(Coordinate annotation records)
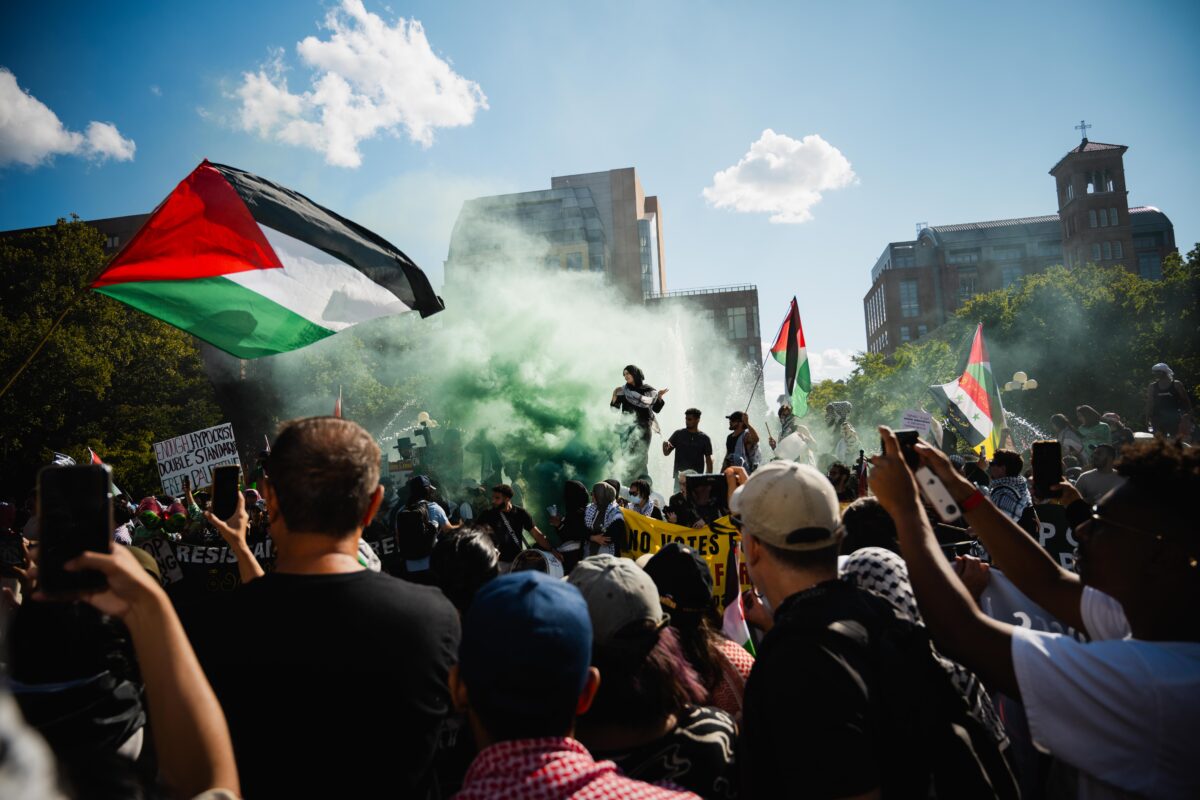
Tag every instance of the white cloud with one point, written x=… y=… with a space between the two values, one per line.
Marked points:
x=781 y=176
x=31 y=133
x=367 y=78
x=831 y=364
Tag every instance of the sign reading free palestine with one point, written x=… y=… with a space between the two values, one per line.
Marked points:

==

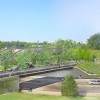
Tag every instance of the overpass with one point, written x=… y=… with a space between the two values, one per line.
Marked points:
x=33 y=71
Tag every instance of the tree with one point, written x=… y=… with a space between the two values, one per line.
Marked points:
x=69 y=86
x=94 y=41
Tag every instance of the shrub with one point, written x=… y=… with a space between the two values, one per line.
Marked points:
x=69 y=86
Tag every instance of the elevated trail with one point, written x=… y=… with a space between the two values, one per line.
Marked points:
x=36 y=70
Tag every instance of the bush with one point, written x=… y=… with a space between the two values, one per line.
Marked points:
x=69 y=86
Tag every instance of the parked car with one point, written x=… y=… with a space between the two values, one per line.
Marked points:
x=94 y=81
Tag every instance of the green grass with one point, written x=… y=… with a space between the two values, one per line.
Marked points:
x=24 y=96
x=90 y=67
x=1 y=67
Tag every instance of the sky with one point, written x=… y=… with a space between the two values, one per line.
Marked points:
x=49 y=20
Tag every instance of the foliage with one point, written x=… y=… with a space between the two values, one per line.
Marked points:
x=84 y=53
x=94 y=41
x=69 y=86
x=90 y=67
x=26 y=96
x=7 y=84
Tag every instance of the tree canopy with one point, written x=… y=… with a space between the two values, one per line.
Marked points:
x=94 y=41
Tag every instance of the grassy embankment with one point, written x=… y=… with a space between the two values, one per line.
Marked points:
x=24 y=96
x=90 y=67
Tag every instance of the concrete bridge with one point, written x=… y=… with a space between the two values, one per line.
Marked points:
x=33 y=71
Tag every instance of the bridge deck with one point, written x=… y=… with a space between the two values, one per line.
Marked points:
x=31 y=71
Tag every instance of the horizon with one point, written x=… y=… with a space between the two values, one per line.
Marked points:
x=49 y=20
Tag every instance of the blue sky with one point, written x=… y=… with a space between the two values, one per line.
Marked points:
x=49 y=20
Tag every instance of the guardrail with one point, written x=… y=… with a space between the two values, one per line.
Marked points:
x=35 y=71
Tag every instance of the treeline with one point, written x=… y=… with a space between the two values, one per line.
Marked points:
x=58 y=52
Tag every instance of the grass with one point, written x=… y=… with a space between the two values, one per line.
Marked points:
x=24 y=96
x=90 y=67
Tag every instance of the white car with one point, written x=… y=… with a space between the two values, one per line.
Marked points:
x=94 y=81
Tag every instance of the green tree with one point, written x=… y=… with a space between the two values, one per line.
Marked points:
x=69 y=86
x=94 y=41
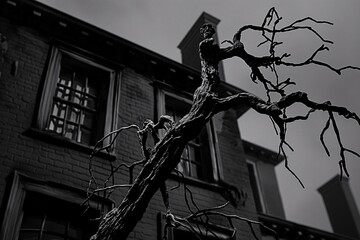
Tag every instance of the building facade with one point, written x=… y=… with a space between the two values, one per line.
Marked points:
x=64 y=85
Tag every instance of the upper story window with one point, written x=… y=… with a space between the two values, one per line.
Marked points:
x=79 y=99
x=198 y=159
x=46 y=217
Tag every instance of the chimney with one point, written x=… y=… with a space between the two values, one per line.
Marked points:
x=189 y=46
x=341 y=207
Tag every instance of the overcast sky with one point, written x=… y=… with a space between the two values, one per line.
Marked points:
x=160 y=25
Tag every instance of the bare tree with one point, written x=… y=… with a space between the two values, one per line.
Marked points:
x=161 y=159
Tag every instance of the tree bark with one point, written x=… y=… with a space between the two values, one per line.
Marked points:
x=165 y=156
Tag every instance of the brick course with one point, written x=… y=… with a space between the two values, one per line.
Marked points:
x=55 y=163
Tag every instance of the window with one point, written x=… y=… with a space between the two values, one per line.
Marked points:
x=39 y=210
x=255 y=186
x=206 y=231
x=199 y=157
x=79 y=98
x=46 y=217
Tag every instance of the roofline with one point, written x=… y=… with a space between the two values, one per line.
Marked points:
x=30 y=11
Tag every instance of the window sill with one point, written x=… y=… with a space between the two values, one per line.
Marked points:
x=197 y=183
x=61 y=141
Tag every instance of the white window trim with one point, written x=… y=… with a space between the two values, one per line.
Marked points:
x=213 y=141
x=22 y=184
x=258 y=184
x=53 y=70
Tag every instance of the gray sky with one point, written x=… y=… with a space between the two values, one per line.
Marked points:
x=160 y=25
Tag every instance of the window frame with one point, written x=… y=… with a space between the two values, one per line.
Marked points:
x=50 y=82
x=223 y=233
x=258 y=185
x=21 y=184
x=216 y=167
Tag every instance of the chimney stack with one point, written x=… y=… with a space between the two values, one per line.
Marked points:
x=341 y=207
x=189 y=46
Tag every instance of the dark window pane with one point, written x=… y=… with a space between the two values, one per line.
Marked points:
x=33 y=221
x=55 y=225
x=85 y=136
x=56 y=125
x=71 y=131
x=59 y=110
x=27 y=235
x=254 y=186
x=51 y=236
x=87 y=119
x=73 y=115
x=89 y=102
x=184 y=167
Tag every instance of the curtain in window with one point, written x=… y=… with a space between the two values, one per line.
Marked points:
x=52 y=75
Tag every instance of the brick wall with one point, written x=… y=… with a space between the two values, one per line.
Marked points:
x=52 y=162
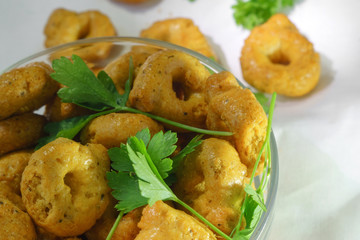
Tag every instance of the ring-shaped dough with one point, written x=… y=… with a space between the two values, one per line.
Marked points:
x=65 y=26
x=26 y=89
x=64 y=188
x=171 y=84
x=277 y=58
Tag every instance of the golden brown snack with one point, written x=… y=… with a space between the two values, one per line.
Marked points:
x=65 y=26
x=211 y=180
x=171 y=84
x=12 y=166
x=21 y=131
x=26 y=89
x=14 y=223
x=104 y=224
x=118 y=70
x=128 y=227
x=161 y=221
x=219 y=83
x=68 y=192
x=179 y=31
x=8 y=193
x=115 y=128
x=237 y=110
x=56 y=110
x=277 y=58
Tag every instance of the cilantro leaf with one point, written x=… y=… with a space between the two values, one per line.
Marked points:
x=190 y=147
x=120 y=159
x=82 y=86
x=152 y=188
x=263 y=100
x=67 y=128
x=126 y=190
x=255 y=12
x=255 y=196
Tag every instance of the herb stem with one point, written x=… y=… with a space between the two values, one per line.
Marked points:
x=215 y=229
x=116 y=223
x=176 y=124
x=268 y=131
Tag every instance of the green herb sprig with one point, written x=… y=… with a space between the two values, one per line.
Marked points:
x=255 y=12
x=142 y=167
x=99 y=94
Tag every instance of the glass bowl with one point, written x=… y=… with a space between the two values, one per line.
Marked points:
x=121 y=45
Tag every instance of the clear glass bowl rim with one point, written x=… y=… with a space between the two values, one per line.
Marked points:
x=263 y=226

* * *

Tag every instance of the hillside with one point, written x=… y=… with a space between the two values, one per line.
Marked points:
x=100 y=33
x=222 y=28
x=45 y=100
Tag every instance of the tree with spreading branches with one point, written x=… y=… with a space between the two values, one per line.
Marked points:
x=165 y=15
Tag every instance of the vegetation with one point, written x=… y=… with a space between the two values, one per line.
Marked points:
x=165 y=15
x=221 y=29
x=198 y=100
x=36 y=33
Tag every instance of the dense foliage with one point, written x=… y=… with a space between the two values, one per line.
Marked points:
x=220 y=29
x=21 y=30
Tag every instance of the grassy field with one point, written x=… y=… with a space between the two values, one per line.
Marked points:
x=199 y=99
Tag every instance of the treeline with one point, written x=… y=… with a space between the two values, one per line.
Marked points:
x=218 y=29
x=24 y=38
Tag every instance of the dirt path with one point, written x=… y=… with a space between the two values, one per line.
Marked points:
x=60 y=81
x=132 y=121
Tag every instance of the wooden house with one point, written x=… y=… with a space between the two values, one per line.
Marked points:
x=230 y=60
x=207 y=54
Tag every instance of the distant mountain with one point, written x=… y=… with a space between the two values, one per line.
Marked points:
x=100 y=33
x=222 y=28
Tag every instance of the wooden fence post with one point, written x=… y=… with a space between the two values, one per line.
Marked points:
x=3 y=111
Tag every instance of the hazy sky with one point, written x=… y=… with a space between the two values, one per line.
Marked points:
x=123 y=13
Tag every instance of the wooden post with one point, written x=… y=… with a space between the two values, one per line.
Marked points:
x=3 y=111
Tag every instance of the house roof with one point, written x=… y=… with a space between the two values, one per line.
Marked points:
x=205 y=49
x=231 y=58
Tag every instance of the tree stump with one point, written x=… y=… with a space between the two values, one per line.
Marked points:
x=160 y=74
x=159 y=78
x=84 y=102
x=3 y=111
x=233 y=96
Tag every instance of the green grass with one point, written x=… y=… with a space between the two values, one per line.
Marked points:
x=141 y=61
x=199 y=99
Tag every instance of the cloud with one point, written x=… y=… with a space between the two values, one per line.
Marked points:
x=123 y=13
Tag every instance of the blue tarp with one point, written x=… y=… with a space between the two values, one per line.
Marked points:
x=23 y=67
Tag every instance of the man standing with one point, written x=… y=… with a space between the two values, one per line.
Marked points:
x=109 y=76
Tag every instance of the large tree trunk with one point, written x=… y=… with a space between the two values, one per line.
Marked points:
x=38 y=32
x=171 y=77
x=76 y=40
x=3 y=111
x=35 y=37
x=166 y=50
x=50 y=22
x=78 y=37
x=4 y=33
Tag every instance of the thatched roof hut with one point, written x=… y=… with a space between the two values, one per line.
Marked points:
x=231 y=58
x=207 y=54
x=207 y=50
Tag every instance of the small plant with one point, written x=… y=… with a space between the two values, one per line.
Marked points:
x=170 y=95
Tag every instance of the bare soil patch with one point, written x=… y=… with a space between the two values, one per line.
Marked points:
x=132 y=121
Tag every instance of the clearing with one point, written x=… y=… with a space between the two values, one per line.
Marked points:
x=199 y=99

**TASK INSTRUCTIONS**
Starting with the line containing "Tag every instance of the white cloud" and going on through the line containing "x=831 y=364", reproduce the material with "Recorded points" substituted for "Marked points" and every other detail left as is.

**EXERCISE SOLUTION**
Tag every instance of the white cloud with one point, written x=… y=… with a space between the two values, one per line.
Recorded points:
x=781 y=176
x=31 y=133
x=367 y=78
x=831 y=364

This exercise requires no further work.